● **Exercise task**
Output exactly the lines that run from the line with "[locate] floral seat" to the end of the material, both ends included, and no other lines.

● **Entries from a pointing dataset**
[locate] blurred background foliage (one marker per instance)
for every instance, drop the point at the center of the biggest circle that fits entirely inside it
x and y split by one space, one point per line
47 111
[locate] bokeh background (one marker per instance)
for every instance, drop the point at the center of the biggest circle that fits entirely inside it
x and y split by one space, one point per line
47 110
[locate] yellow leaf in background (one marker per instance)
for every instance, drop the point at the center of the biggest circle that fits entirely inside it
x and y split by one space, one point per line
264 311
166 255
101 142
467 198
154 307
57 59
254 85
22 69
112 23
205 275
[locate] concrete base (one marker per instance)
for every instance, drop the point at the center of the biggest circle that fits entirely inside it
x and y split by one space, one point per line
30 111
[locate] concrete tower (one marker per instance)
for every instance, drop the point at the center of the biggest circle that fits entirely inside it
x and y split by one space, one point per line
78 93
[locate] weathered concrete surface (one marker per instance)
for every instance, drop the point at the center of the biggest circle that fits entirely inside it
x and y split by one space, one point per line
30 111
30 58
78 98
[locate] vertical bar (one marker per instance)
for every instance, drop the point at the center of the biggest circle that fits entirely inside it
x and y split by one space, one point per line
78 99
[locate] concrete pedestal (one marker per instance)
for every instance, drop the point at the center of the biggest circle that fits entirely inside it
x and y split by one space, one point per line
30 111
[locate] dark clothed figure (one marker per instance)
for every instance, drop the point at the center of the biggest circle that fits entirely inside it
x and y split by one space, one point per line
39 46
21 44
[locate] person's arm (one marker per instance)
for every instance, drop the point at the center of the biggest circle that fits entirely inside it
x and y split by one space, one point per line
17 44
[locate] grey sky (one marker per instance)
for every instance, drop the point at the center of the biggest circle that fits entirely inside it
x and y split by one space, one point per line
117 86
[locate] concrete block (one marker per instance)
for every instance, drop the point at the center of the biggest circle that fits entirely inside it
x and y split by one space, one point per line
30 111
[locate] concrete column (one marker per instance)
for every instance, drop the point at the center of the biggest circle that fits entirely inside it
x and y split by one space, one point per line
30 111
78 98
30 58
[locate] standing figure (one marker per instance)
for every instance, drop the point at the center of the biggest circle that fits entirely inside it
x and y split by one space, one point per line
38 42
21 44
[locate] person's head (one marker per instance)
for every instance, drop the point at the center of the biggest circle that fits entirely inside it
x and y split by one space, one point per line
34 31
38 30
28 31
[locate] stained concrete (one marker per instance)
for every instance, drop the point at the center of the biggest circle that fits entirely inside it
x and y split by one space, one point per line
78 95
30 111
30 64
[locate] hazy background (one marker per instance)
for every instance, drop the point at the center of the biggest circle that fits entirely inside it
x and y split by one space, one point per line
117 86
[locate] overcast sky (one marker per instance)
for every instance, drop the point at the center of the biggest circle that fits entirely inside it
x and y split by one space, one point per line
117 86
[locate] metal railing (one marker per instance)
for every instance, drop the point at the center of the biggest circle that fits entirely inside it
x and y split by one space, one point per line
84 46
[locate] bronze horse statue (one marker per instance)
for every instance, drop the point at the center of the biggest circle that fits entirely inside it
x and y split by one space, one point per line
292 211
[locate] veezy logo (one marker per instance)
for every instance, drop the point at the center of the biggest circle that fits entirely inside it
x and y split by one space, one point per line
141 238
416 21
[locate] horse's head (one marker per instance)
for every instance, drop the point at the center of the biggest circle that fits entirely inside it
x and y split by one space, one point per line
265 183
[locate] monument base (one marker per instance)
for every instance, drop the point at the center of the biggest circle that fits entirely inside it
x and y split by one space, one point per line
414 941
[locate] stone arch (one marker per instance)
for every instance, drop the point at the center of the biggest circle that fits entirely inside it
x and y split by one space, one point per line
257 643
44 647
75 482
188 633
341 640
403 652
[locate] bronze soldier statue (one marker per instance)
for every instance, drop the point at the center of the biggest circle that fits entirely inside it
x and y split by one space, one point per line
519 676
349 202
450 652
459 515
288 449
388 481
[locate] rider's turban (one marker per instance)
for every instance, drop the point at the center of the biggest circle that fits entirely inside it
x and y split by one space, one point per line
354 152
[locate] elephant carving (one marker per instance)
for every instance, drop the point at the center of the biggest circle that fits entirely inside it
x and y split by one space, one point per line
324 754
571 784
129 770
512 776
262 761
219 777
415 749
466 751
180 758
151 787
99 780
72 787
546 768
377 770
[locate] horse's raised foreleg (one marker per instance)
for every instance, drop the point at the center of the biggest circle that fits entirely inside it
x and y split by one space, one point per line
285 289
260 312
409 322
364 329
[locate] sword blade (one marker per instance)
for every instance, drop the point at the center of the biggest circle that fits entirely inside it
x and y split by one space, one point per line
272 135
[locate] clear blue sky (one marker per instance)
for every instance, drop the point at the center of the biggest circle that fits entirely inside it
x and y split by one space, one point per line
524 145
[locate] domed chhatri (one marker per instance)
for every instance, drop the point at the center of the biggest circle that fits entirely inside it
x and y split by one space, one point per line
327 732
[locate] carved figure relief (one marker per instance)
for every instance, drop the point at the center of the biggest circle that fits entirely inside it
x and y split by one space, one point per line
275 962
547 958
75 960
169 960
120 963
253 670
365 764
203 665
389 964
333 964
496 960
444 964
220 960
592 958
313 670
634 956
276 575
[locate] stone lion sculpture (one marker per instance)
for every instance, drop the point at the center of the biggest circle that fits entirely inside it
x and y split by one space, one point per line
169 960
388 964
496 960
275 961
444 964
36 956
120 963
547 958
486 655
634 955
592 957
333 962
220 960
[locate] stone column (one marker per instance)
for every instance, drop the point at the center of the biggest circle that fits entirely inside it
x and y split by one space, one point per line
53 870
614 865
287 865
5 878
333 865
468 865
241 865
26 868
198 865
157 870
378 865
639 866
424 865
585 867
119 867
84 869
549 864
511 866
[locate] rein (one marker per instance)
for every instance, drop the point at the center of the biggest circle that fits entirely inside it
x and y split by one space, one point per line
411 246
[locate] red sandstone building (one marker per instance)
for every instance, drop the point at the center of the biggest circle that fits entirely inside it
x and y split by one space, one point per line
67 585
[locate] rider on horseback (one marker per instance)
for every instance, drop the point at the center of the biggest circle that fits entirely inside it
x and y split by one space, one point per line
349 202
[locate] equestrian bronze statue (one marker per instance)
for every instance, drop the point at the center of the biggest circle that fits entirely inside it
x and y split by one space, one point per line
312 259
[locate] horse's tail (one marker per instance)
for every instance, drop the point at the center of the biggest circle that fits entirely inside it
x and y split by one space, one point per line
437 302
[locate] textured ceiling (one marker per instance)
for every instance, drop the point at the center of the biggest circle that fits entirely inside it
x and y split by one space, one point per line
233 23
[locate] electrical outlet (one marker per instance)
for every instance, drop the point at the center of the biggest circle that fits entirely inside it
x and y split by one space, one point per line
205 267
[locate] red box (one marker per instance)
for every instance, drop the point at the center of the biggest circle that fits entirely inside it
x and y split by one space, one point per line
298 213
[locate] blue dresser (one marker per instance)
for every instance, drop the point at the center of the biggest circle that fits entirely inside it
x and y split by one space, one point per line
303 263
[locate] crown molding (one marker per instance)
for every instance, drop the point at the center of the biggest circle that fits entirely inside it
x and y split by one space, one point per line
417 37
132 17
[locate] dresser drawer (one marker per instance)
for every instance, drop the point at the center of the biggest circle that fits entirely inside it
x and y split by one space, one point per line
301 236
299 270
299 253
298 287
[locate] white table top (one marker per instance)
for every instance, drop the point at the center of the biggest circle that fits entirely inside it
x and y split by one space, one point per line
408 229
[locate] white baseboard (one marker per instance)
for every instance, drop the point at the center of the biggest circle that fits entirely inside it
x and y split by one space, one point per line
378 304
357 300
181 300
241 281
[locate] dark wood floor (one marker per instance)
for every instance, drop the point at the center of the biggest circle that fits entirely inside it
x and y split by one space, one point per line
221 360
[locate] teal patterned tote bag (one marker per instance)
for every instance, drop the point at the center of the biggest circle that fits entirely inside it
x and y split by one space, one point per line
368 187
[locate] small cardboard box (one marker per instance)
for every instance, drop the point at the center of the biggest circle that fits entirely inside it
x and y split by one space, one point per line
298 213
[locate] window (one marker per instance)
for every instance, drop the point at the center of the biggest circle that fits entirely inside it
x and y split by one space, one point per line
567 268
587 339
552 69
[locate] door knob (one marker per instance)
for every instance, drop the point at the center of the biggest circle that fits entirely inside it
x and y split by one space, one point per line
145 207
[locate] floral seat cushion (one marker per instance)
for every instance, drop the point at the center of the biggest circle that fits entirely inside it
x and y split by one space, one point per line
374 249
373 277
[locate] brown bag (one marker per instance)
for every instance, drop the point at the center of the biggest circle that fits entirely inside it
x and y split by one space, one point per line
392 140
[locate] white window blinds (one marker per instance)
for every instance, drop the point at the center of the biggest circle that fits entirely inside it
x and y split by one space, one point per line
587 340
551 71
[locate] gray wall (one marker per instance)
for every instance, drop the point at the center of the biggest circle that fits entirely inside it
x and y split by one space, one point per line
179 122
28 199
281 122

● **Output**
[locate] floral seat cushion (one marker per instance)
for every instance, drop the point at the center of the biggest circle that fits entirely inside it
x and y split by one space, one point per line
374 249
373 277
[locate] brown bag (one marker per instance)
for every instance, drop the point at the center of the biggest circle that fits entirely inside it
x and y split by one space, one point per line
392 140
[locate] white window blinds (one marker per instance)
for every instance, drop the point at the center of the biggest circle that fits entirely inside it
x and y split by one space, one point per line
587 340
551 71
[locate] gray wall (one marker per instance)
for every instance, drop the point at the center of the biggest circle that fits entirely inside it
x and y split by one space, one point per line
179 122
28 199
281 122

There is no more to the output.